• _Objective A_
In the data modeling passage, swap "primary" for "main" and write out the part starting with "Figure 5.4 Logical" and going on through "between the keys.".
• _Objective B_
Name every normal form that the data modeling passage mentions.
• _Objective C_
Write what comes next in the data modeling passage, picking up after its last sentence.

Figure 5.4 Logical Data Model Example

  • Boyce / Codd normal form (BCNF): Resolves overlapping composite candidate keys. A candidate key is either a primary or an alternate key. ‘Composite’ means more than one (e.g. two data elements in an entity’s primary key), and ‘overlapping’ means there are hidden business rules between the keys.
  • Fourth normal form (4NF): Resolves all many-to-many-to-many relationships (and beyond) in pairs until they cannot be broken down into any smaller pieces.
  • Fifth normal form (5NF): Resolves inter-entity dependencies into basic pairs, and all join dependencies use parts of primary keys.
  • Sixth normal form (6NF): Adds temporal objects to primary keys, in order to allow for historical reporting and analysis over timeframes.

The term normalized model usually means the data is in 3NF. Situations requiring BCNF, 4NF, 5NF, and 6NF occur rarely; these forms are considered advanced topics in data modeling.

Abstraction is the redefinition of data entities, elements, and relationships by removing details to broaden the applicability of data structures to a wider class of situations, often by implementing super-types rather than sub-types. Using the generic Party Role super-type to represent the Customer, Employee, and Supplier sub-types is an example of applying abstraction.

• _Dataset excerpt_
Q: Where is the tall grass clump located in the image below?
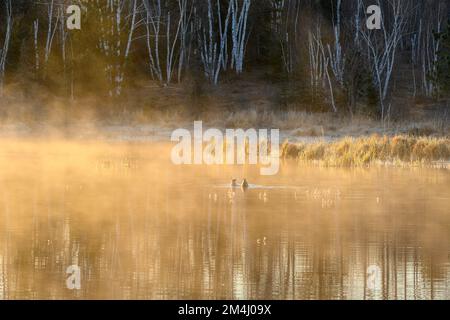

• _Written reply A_
Figure 5.4 Logical Data Model Example

  • Boyce / Codd normal form (BCNF): Resolves overlapping composite candidate keys. A candidate key is either a main or an alternate key. ‘Composite’ means more than one (e.g. two data elements in an entity’s main key), and ‘overlapping’ means there are hidden business rules between the keys.

• _Written reply B_
Third normal form (3NF), Boyce / Codd normal form (BCNF), fourth normal form (4NF), fifth normal form (5NF), sixth normal form (6NF)

• _Written reply C_
Use normalization to show known details of entities. Use abstraction when some details of entities are missing or not yet discovered, or when the generic version of entities is more important or useful than the subtypes.

5.2.3.3.1 Attributes

An attribute is a property of an entity; a type of fact important to the business whose values help identify or describe an entity instance. For example, the attribute Student Last Name describes the last name of each student. Attributes translate in a physical data model to a field in a file or a column in a database table. Attributes use business names, while fields and columns use technical names that frequently include technical abbreviations. In a logical data model, business entities represent the essential nouns in the organization’s vocabulary, and attributes represent adjectives.

An attribute in a logical model should be atomic. It should contain one and only one piece of data (fact) that cannot be divided into smaller pieces. For example, a conceptual data element called phone number divides into several logical data elements for phone type code (home, office, fax, mobile, etc.), country code, (1 for US and Canada), area code, prefix, base phone number, and extension.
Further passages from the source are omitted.